WRITTEN REQUEST A —
Can you echo the passage on U.S. outposts in Syria word for word, starting with "This Castle Black, however, was" and going on through "of eastern Syria."?

##### DOCUMENT PASSAGE

By Nick Turse
They called it Castle Black, an obvious homage to the famed frozen citadel from the HBO series Game of Thrones. In the fantasy world of GoT, it’s the stronghold of the Night’s Watch, the French Foreign Legion-esque guardians of the northern border of the Seven Kingdoms.
This Castle Black, however, was all too real and occupied by U.S. Special Operations forces, America’s most elite troops. In its location, at least, it was nearly as remote as its namesake, even if in far warmer climes — not on the northern fringe of Westeros but at the far edge of eastern Syria.
Today, the real Castle Black and most of the archipelago of U.S. outposts only recently arrayed across the Syrian frontier are emptying out, sit abandoned, or are occupied by Russian and Syrian troops. At least one — located at the Lafarge Cement Factory — lies in partial ruins after two U.S. Air Force F-15 jets conducted an airstrike on it. The purpose, according to Colonel Myles Caggins, a spokesman for Combined Joint Task Force-Operation Inherent Resolve (CJTF-OIR), the U.S.-led military coalition fighting ISIS, was to “destroy an ammunition cache, and reduce the facility’s military usefulness.”

##########

WRITTEN REQUEST B —
In the records below, could you give back only the lines starting with the line with "Target | green grass field" and going on through the line with "Points | one per instance of the green grass", with "lawn" substituted for "green grass field" and all else unchanged?

##### DATA PROVIDED

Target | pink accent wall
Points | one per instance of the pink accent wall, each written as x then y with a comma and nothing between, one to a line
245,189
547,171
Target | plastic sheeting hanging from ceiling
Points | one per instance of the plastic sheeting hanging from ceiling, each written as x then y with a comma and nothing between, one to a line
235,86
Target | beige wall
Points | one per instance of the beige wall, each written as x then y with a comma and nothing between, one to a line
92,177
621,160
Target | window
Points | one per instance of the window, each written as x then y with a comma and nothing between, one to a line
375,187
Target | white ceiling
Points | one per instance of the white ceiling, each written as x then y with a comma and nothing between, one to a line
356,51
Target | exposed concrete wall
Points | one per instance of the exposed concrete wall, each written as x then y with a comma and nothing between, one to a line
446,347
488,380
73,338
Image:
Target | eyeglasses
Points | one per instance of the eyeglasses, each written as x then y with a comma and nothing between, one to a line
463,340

##########
##### DATA PROVIDED

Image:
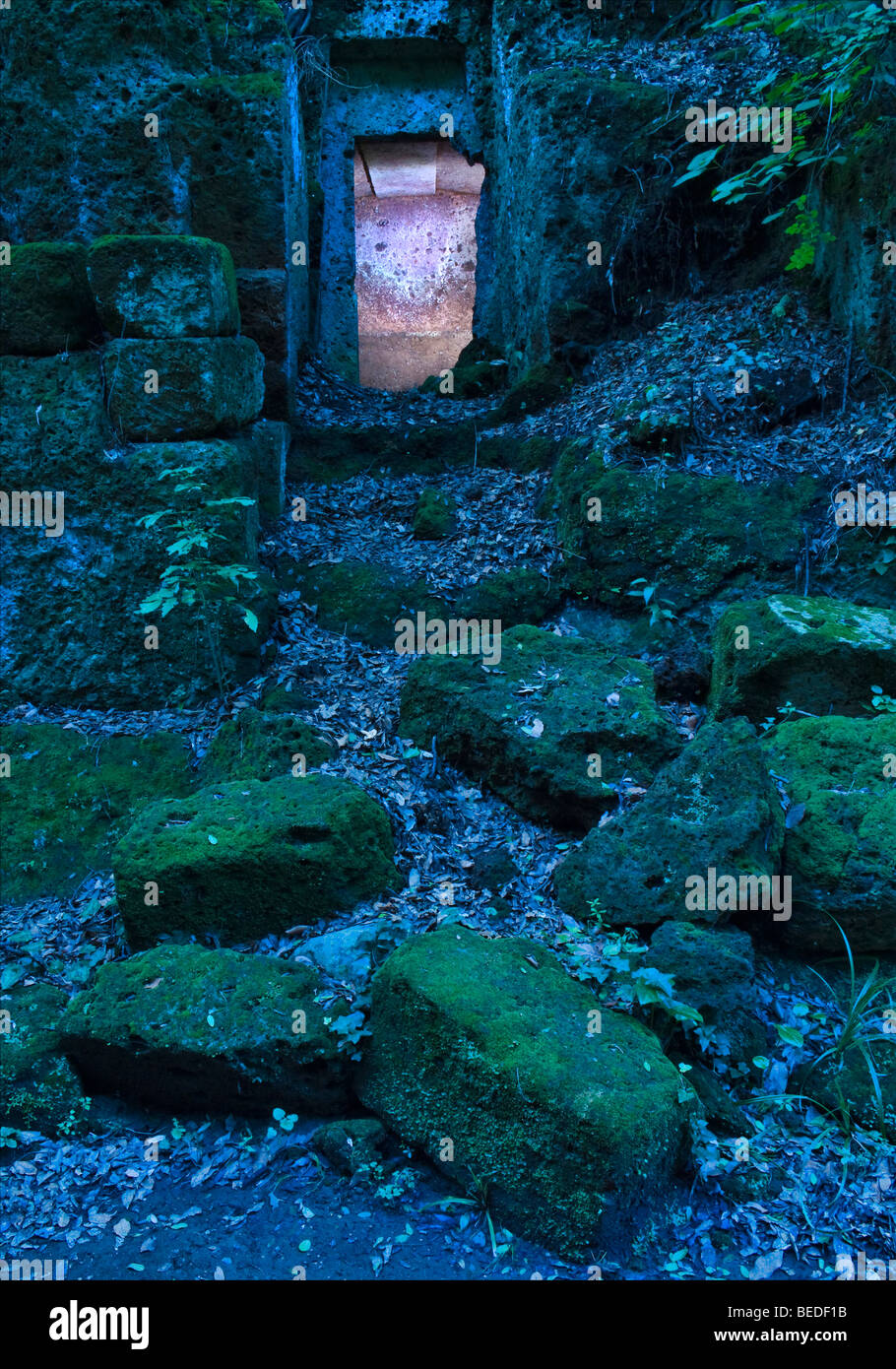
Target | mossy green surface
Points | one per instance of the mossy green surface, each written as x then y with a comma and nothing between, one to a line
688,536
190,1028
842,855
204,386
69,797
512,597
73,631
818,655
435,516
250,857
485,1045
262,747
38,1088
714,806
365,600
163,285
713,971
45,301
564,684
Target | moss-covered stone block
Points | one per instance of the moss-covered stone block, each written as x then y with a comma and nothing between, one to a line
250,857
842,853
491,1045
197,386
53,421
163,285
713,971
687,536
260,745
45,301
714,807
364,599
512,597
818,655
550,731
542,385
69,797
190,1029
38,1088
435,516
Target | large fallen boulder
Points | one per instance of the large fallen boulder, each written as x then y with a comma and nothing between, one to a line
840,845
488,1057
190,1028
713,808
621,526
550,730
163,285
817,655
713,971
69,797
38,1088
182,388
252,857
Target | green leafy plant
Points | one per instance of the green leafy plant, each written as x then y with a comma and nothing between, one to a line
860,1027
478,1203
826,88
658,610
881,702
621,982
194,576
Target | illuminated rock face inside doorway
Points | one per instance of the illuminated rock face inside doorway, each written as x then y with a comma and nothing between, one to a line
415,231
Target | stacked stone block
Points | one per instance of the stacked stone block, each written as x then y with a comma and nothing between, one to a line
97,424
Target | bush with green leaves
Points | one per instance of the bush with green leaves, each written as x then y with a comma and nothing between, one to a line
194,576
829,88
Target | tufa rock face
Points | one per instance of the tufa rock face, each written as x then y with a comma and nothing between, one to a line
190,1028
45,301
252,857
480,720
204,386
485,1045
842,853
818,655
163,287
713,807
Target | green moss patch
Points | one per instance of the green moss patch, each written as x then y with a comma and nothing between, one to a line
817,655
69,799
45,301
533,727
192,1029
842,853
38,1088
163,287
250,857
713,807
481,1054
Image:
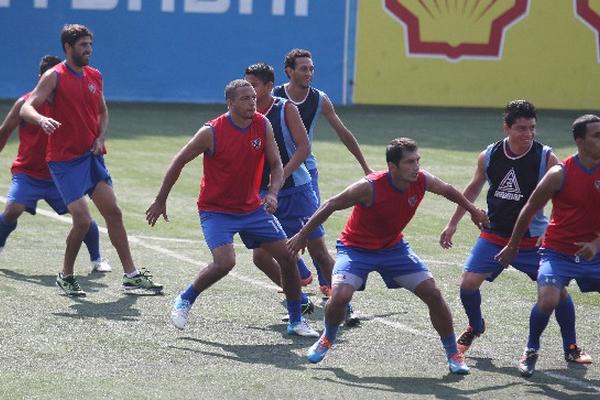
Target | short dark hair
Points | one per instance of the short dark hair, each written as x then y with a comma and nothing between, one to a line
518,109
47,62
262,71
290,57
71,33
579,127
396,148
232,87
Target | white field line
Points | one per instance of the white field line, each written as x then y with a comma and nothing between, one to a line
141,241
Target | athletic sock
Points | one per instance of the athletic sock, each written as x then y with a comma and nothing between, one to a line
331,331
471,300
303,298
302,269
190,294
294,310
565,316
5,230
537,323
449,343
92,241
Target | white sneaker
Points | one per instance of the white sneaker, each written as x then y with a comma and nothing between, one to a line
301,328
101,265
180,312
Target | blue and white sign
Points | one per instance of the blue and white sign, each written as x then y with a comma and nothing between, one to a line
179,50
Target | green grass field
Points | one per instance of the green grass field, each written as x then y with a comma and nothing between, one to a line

##########
##### DATA PROVIDED

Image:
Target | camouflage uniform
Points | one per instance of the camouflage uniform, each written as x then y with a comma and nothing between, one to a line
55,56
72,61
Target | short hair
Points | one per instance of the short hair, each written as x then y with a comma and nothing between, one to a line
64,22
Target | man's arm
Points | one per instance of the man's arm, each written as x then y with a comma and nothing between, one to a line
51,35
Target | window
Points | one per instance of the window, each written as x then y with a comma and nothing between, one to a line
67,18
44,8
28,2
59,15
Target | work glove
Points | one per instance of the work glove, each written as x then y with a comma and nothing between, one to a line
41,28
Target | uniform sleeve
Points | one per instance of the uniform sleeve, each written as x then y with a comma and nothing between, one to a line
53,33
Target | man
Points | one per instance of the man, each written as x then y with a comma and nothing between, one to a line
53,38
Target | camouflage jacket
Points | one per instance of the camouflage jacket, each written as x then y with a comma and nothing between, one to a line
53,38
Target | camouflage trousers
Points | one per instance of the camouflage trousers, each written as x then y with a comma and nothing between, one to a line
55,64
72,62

##########

RESPONSE A —
This Castle Black, however, was all too real and occupied by U.S. Special Operations forces, America’s most elite troops. In its location, at least, it was nearly as remote as its namesake, even if in far warmer climes — not on the northern fringe of Westeros but at the far edge of eastern Syria.

RESPONSE B —
Target | lawn
Points | one per instance of the lawn, each written as x then y with a comma and nothing between, one to a line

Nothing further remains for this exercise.